05 abril, 2011

Cristo, refugio y fortaleza de los oprimidos



Salmo 59
Cierta vez visitamos a una señora mayor en un asilo de ancianos. Estaba recostada sobre su cama, y padecía dolores en su cuerpo. Se la notaba muy mal. De pronto, en cierto momento juntó las manos y comenzó a repetir vez tras vez: “Dios es amor”. Nos quedamos parados en silencio, sin saber qué decir o qué hacer. Con el transcurrir del tiempo, varias veces me pregunté qué habría dicho yo en una situación semejante. Qué pensamientos tendría sobre Dios si hubiera sido yo el que estuviera padeciendo.

En el Salmo 59 es David el que está siendo acosado. Está padeciendo otro tipo de sufrimiento, pero no por ello menos doloroso. David sabe que cuenta con el favor de Dios. También sabe que esos momentos que le tocan vivir no se deben por algún pecado que cometió. Dice: “Sálvame de los hombres sanguinarios… hombres feroces me atacan, pero no es por mi transgresión, ni por mi pecado. Sin culpa mía, corren y se preparan contra mí. Despierta [Dios] para ayudarme” (Sal. 59:2b, 3b-4). Sin embargo, esto no dice nada especialmente importante sobre David. En realidad, dice mucho de Dios. ¿Qué dice sobre Dios? Que el padecimiento en este caso no es señal de su ira, sino de su gracia.

Registros del conjunto de datos de anotación de puntos:
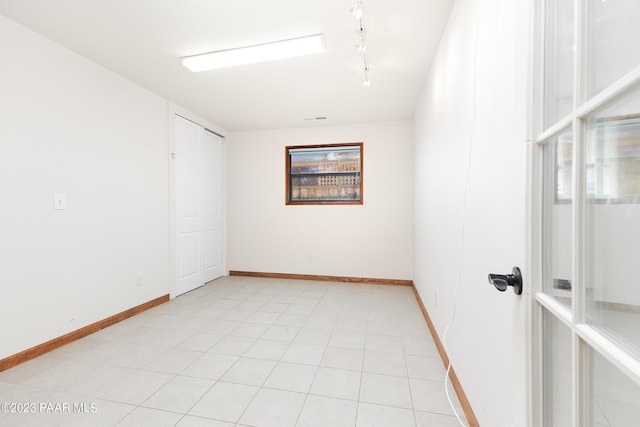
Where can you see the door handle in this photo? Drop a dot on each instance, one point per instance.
(503, 281)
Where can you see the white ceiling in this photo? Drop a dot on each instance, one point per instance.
(143, 41)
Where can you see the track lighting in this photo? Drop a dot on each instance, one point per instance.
(358, 13)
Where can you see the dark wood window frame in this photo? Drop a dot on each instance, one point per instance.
(331, 174)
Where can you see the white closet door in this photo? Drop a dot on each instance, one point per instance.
(199, 196)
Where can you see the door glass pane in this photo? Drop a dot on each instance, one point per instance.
(613, 400)
(613, 34)
(613, 222)
(557, 217)
(558, 59)
(557, 370)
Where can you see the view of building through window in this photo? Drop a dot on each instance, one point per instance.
(321, 174)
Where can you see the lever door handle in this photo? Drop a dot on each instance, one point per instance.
(503, 281)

* [Consigna escrita A]
Responde estas preguntas sobre el texto del Salmo 59:
(i) ¿Dónde estaba la señora mayor a la que visitaron?
(ii) ¿Qué frase repetía la señora una y otra vez?
(iii) ¿De qué es señal el padecimiento en este caso?
* [Consigna escrita B]
Por favor, copia el pasaje del texto del Salmo 59 que empieza en "En el Salmo" y termina después de "de su gracia.". Cambia "padecimiento" por "sufrimiento".

* [Respuesta completa A]
(i) En un asilo de ancianos.
(ii) "Dios es amor".
(iii) No es señal de la ira de Dios, sino de su gracia.

* [Respuesta completa B]
En el Salmo 59 es David el que está siendo acosado. Está padeciendo otro tipo de sufrimiento, pero no por ello menos doloroso. David sabe que cuenta con el favor de Dios. También sabe que esos momentos que le tocan vivir no se deben por algún pecado que cometió. Dice: “Sálvame de los hombres sanguinarios… hombres feroces me atacan, pero no es por mi transgresión, ni por mi pecado. Sin culpa mía, corren y se preparan contra mí. Despierta [Dios] para ayudarme” (Sal. 59:2b, 3b-4). Sin embargo, esto no dice nada especialmente importante sobre David. En realidad, dice mucho de Dios. ¿Qué dice sobre Dios? Que el sufrimiento en este caso no es señal de su ira, sino de su gracia.